### PROBLEM TO SOLVE
Needed from the data below: all lines that contain the word "search".

### SOURCE INFORMATION
+++++

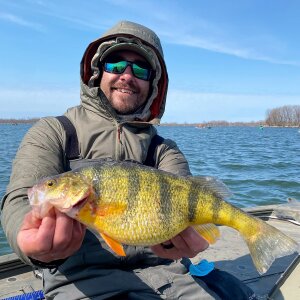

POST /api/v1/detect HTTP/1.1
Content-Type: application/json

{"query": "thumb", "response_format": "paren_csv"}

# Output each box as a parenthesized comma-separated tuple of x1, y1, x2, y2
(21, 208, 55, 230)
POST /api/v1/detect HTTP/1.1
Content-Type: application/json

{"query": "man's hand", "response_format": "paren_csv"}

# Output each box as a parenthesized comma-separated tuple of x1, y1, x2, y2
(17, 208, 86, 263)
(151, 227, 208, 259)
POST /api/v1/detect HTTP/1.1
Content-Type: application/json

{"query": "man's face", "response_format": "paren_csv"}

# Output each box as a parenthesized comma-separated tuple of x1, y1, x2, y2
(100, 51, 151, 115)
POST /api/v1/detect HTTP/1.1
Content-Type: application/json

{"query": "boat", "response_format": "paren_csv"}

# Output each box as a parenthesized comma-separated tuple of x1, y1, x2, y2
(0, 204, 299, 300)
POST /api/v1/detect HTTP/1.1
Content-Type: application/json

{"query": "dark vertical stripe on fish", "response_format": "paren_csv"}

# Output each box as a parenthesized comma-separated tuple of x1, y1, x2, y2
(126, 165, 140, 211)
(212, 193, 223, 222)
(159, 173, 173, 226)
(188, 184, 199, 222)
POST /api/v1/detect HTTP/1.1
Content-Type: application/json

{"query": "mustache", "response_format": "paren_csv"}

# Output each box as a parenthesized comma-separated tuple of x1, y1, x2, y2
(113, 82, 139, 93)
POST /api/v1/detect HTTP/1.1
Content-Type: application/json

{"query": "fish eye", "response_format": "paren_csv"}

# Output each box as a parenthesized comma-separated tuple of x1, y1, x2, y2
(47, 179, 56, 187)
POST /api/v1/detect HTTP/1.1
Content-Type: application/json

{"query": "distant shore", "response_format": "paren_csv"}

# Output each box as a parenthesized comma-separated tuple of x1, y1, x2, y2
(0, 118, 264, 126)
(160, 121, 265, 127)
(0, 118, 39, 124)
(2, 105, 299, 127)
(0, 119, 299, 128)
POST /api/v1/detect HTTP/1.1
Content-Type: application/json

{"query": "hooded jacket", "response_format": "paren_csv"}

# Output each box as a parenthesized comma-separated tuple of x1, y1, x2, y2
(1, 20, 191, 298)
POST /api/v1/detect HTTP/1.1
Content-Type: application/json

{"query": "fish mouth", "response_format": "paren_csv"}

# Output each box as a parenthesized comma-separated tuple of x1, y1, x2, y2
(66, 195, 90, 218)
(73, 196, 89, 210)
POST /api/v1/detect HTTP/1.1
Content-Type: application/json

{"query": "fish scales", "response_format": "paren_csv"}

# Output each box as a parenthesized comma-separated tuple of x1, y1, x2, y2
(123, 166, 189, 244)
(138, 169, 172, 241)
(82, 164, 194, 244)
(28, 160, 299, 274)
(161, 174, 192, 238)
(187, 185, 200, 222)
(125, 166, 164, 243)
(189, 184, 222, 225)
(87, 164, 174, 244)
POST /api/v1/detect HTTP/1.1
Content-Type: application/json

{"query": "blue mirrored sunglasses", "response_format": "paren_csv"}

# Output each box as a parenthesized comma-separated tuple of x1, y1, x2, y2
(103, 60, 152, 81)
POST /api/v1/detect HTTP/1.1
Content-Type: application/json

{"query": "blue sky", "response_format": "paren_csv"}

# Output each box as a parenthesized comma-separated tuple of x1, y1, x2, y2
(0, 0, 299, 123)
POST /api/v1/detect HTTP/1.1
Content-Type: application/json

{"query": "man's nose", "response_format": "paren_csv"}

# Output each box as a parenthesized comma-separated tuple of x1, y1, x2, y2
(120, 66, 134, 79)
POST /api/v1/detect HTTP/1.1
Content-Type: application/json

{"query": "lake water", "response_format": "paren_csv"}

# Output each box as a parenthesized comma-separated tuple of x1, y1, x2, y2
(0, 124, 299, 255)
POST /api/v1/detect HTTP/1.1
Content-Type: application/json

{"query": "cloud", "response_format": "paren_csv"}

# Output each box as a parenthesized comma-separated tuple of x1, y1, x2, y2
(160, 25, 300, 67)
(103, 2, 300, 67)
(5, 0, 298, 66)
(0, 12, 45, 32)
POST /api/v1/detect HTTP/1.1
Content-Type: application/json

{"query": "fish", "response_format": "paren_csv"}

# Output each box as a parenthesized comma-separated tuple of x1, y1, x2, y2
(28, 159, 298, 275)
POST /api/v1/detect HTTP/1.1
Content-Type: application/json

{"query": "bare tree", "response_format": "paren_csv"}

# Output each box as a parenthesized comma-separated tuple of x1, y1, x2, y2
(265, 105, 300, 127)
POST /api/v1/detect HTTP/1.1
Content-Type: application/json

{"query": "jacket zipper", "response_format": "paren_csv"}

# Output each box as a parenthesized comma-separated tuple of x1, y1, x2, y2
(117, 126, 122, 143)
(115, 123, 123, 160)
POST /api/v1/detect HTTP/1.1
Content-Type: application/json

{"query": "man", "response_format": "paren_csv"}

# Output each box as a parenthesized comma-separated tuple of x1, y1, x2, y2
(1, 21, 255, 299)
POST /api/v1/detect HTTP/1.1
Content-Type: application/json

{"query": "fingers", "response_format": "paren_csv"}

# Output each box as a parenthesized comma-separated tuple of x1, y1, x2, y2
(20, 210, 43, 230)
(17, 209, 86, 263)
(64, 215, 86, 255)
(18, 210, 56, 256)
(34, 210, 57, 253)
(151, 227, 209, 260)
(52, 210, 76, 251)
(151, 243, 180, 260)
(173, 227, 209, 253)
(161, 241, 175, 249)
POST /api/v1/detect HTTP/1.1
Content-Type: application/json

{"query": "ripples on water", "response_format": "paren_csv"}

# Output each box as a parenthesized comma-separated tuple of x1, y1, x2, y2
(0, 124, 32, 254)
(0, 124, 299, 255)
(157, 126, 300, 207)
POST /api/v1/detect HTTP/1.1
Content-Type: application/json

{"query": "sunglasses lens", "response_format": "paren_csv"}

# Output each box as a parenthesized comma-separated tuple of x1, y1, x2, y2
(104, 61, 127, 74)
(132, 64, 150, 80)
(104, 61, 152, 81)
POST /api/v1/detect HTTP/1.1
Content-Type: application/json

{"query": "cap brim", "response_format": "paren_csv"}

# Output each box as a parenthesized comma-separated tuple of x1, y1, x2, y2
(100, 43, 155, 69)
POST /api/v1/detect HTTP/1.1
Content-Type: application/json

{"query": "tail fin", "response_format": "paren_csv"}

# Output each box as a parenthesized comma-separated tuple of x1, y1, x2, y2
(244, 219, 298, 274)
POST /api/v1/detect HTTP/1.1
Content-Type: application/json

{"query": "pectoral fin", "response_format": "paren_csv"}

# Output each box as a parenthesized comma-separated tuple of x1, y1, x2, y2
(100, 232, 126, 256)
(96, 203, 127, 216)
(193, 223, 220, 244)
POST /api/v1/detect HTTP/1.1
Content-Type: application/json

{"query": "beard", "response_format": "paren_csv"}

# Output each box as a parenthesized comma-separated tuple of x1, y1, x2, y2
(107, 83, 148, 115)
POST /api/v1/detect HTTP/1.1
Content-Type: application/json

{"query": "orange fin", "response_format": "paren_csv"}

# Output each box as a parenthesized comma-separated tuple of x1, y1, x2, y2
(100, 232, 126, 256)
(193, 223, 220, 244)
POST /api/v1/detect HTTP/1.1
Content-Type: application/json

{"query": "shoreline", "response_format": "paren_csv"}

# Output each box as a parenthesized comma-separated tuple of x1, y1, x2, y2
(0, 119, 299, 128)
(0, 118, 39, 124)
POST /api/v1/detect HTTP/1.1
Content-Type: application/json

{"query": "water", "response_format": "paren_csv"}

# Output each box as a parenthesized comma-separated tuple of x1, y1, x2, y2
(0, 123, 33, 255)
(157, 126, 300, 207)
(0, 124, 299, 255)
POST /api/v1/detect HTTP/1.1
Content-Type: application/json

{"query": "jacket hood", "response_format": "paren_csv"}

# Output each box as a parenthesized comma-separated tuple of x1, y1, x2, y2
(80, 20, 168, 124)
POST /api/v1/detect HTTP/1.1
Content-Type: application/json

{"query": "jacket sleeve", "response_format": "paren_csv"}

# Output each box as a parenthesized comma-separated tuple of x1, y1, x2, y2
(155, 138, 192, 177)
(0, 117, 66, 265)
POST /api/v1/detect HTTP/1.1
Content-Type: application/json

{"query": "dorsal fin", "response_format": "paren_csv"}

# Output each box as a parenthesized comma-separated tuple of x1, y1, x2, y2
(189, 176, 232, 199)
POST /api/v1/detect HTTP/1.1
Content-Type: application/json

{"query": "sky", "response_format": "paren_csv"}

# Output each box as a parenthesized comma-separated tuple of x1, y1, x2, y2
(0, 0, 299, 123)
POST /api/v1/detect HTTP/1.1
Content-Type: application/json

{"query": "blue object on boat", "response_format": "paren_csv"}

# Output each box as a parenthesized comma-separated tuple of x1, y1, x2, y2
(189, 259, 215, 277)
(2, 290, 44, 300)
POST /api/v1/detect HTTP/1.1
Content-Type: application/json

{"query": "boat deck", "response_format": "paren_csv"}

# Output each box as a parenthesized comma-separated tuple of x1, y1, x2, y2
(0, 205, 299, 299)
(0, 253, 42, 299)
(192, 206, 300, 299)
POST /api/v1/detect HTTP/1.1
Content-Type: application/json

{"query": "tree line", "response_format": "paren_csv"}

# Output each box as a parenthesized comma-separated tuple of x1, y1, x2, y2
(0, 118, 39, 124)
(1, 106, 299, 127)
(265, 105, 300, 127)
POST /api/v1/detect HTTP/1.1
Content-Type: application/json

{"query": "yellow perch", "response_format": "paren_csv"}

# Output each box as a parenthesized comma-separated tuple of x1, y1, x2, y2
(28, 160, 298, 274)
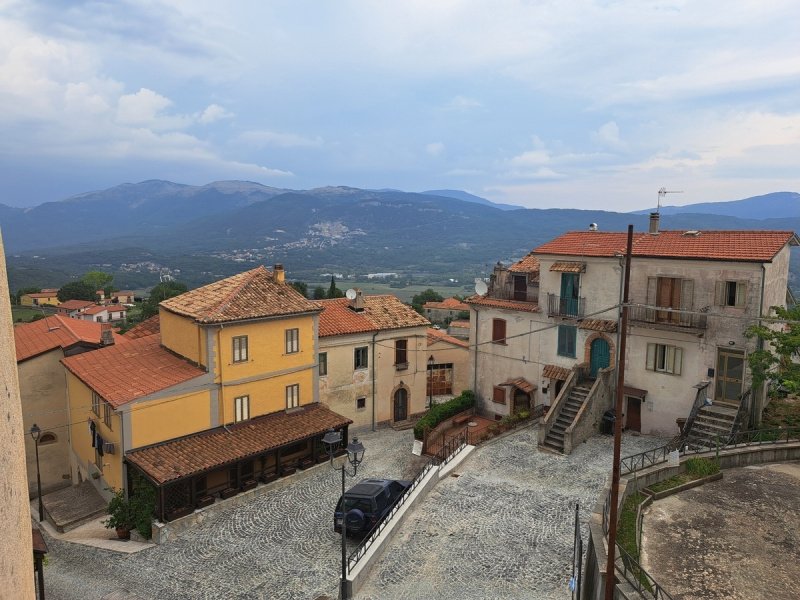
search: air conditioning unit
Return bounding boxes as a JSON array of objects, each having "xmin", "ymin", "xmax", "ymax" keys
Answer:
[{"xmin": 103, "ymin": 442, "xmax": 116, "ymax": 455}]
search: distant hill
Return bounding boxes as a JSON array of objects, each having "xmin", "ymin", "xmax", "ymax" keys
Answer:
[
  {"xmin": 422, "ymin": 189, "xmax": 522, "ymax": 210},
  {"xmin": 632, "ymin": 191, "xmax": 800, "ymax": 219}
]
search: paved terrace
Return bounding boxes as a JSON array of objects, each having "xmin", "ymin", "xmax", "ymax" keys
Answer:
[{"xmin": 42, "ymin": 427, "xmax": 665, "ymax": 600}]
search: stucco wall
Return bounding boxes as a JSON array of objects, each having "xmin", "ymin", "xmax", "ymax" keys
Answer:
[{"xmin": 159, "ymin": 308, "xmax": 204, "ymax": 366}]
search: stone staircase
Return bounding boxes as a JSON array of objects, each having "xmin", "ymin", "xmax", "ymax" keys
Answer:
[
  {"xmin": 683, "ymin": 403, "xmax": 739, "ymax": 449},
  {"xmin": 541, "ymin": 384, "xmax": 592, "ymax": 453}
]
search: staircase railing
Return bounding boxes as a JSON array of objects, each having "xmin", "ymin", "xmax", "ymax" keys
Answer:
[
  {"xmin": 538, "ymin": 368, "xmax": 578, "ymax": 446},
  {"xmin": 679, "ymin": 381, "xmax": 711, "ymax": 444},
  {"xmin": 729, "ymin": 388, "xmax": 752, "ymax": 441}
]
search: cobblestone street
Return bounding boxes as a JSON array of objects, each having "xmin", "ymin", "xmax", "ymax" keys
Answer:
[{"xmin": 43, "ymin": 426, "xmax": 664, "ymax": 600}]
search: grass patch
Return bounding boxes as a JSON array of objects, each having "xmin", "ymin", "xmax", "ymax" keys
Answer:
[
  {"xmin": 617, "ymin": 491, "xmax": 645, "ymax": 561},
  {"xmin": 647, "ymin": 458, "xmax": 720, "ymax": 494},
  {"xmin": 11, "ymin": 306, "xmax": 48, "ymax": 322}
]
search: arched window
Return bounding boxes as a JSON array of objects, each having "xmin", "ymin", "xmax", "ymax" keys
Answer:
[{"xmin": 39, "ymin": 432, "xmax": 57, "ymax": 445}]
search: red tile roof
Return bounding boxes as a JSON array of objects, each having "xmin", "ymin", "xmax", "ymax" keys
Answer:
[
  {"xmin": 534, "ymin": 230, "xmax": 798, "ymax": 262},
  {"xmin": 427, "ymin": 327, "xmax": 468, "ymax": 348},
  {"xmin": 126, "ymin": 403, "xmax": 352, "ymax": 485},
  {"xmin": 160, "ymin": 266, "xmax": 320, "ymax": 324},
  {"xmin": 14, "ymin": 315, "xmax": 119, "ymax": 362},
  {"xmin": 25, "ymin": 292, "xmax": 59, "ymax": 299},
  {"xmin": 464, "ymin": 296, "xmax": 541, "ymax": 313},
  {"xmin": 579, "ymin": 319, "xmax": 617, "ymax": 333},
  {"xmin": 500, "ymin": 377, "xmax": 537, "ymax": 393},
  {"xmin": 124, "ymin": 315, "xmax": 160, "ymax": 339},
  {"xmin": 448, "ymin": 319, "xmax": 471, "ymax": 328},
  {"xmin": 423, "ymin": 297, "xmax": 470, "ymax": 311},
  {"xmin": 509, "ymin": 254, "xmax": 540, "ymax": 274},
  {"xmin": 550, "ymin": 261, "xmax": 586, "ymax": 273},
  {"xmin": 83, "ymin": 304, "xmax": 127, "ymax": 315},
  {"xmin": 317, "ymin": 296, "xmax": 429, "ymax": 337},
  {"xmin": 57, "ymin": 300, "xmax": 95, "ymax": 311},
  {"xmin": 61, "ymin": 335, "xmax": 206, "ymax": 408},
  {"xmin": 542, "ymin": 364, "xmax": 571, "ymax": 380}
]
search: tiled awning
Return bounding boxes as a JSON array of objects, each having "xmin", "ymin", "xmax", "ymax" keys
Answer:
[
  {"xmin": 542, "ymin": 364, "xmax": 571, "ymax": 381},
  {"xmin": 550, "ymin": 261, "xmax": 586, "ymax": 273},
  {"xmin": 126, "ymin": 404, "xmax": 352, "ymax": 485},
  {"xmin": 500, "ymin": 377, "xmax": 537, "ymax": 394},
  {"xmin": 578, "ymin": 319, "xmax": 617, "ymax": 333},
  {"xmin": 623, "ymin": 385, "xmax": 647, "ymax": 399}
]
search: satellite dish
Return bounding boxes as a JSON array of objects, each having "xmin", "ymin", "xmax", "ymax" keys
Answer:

+++++

### RESPONSE TO THIS EXERCISE
search: air conditioning unit
search: distant hill
search: paved terrace
search: stucco wall
search: stone staircase
search: staircase railing
search: cobblestone street
search: grass patch
search: arched window
search: red tile roof
search: tiled awning
search: satellite dish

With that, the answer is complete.